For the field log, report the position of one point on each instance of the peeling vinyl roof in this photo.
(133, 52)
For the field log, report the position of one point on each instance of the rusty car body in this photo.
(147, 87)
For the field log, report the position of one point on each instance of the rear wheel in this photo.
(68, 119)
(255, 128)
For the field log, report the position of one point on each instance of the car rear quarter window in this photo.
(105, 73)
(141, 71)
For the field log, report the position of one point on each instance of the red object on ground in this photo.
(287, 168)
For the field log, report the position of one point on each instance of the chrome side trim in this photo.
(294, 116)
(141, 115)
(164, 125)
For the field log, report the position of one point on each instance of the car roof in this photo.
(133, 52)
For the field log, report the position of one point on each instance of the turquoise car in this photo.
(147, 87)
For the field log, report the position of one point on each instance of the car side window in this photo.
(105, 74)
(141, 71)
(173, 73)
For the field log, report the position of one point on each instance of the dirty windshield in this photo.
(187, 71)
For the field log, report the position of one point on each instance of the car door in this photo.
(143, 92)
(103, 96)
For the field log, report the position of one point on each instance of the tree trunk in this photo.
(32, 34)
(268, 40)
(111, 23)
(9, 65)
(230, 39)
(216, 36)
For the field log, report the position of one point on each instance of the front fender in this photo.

○ ○ ○ ○ ○

SHORT EXERCISE - Please write out every line of the material above without changing any of them.

RESPONSE TO THIS TASK -
For the field log, report the position of one point on each instance of the peeling vinyl roof in this photo.
(133, 52)
For the field log, report the position of one point on each instance of the rusty car body in this photo.
(147, 87)
For the field log, report the position of one point on each instance of the rear wheel in this photo.
(68, 119)
(255, 128)
For the field log, report the position of one point on each instance of the car rear quarter window in this photo.
(105, 73)
(141, 71)
For the field log, report the position of one point on each instance of the red object on ground in this photo.
(287, 168)
For the field log, report the position of one point on each instance of the chrome side trim in this photo.
(294, 116)
(141, 115)
(164, 125)
For the field log, report the position of one point on each instance of the car roof in this photo.
(133, 52)
For the field log, report the position of one point on each instance of the turquoise car in this photo.
(147, 87)
For the field log, report the position of one point on each instance of the car side window in this photo.
(105, 74)
(141, 71)
(173, 73)
For the field log, report the position of one point on each instance of the dirty windshield in this photo.
(187, 71)
For the field log, report the position of one point on each instance of the car door in this photo.
(143, 92)
(103, 96)
For the field log, report the position of one point on each instance of the tree trunk in this photo.
(32, 34)
(268, 40)
(111, 23)
(9, 65)
(230, 39)
(216, 36)
For the field log, report the position of one point on each instance of the front fender in this photo.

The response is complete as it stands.